▶ **COMPLETE THE FOLLOWING**:
1. From the localization quality passage, list every kind of material that translators are asked to absorb across multiple accounts.
2. According to the localization quality passage, how many years of localization experience does Helen bring?

▶ **PASSAGE SHOWN**:

+ + +

What are the biggest quality challenges in localization today?
As Translated anticipated, the new wave of AI has unleashed latent demand for translation. For global brands, this means rising volumes and new content types, which put enormous pressure on quality standards. The challenge is no longer just producing more content faster, but ensuring that accuracy, consistency, and brand voice are preserved at scale. Translators are asked to absorb style guides, terminology bases, playbooks, and quality frameworks across multiple accounts, which creates cognitive overload and increases the risk of inconsistency. For localization teams, the real issue is not speed or cost alone, but maintaining a coherent standard of quality across a much more complex and accelerated process.
How does Translated use AI to redefine quality frameworks?
Most MT systems have only partially integrated translation memories and glossaries, and have entirely left out assets like style guides and instructions due to their complexity. Yet these materials are essential for upholding quality and brand voice. The challenge has been converting these assets from something only translators could use to a new format that works effectively with AI. Our QM team has worked closely with the research team at Lara, our latest translation AI, to transform quality assets into machine-readable prompts: lengthy style guides are flattened into clear rules focused on voice and purpose, generic rules already captured by memories are removed, and termbases are split into domain-specific sets to manage ambiguity. By converting style guides, instructions, and terminology into prompts, we make brand voice not only visible to the AI but also consistently enforceable at scale. From a quality management perspective, this approach ensures translators can trust Lara as a reliable partner that consistently upholds standards, delivering outputs that are brand-adapted and high-quality.
What are the benefits for translators, PMs, and global brands?
The most important benefit is consistently higher quality outcomes, together with reduced turnaround times by introducing AI across the process. By aligning Lara with professional translators, we ensure that brand voice, accuracy, and terminology are preserved even as volumes and content types expand. Translators immediately receive context-aware suggestions, which reduce cognitive load and allow them to focus on higher-level decisions as guardians of quality rather than repetitive editors. Project managers gain tools to apply style rules and client instructions systematically, acting as quality enablers who scale consistency across accounts. For global brands, this means that quality no longer erodes under pressure: audiences receive content that is accurate, culturally adapted, and consistent with brand voice, even at scale.
About Helen
Helen is Head of Quality Management at Translated and brings 12 years of experience in localization with a background in linguistics. For the past seven years, she has led quality programs for enterprise clients across human and machine translation, focusing on scalable, human-centric solutions. Her recent work centers on refining Quality Estimation models and integrating LLMs into quality workflows, pairing expert linguist review with model improvement. Helen is recognized for empowering translators to thrive alongside AI by enhancing training, optimizing the use of tools, and enhancing outcomes through continuous feedback and collaboration.

+ + +

▶ **LISTED RECORDS**:
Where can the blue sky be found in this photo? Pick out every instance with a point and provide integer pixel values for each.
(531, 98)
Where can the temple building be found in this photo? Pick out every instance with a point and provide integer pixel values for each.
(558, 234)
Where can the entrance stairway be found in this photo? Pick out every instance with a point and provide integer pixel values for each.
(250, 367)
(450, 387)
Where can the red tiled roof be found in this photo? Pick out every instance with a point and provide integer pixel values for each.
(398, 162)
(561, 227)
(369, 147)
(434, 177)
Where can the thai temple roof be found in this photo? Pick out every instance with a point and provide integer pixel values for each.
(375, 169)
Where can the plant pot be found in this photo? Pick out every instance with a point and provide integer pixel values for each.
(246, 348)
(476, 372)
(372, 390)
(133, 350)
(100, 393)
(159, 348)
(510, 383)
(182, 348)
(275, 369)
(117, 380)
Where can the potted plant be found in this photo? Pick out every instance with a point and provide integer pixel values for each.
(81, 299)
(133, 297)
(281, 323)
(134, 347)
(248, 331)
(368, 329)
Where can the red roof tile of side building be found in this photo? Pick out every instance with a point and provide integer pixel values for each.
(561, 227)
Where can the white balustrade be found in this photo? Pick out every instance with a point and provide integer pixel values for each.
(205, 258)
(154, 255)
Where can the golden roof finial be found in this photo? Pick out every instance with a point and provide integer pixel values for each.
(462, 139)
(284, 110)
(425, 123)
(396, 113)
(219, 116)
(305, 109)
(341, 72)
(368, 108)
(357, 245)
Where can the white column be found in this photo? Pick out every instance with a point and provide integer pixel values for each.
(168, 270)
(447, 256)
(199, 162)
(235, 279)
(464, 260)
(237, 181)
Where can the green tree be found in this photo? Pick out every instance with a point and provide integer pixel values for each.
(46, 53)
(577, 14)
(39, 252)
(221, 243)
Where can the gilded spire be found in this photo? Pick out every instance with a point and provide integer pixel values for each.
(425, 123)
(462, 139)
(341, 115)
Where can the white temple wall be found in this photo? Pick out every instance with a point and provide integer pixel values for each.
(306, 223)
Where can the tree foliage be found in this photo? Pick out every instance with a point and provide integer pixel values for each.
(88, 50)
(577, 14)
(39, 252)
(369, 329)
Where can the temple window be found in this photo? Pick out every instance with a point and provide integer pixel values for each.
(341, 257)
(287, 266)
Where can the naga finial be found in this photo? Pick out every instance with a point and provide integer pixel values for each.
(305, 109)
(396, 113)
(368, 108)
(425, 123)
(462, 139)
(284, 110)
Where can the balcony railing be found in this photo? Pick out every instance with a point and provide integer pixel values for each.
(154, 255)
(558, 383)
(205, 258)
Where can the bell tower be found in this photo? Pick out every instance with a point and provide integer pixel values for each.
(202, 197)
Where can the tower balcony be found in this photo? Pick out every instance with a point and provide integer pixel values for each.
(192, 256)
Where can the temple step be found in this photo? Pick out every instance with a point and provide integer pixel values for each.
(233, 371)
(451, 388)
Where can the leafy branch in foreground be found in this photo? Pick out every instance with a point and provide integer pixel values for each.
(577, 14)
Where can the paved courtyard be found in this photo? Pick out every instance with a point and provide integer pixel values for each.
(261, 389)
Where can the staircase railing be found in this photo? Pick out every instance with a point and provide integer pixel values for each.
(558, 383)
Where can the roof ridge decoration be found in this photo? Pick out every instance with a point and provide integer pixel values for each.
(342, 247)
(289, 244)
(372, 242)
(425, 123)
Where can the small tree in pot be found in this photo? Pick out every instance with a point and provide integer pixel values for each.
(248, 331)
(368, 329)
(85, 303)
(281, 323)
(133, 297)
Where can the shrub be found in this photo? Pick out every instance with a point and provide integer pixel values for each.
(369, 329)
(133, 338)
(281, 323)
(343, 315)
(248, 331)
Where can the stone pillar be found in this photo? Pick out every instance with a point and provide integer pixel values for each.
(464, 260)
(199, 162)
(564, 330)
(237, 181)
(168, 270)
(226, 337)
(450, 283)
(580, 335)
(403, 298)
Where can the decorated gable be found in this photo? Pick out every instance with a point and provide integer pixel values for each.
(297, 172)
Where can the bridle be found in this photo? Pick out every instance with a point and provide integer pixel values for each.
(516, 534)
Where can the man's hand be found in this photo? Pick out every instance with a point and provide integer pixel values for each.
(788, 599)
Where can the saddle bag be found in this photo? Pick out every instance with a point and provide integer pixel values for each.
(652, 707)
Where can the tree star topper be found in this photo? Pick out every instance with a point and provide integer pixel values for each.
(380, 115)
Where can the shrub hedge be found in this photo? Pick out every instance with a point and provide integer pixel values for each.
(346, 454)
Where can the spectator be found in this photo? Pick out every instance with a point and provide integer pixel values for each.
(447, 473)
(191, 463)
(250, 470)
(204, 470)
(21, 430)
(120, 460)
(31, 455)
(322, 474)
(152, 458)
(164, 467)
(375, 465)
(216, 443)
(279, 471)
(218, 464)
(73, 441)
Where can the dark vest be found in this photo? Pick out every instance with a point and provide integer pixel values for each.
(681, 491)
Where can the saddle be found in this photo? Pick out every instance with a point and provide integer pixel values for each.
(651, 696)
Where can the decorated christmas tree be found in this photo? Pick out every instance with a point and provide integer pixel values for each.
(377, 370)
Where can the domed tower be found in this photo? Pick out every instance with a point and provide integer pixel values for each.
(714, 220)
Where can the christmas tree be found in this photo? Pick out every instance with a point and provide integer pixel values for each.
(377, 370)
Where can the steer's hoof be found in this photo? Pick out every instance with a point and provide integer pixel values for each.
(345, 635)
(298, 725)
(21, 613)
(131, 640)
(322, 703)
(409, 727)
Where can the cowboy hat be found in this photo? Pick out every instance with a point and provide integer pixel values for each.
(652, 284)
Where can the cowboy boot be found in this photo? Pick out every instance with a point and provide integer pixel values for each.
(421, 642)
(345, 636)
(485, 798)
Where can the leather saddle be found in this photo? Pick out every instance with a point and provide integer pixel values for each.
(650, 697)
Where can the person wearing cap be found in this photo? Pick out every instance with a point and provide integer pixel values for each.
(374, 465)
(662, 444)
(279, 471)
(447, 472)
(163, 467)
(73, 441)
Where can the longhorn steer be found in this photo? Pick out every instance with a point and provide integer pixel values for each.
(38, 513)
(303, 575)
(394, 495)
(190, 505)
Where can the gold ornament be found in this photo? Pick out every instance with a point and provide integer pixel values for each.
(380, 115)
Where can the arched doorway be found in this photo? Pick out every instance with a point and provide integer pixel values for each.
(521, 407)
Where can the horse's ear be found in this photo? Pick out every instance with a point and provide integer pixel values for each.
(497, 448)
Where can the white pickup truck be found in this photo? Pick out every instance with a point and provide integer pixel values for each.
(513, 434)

+ + +

▶ **EXERCISE RESULTS**:
1.
- Style guides
- Terminology bases
- Playbooks
- Quality frameworks

2. 12 years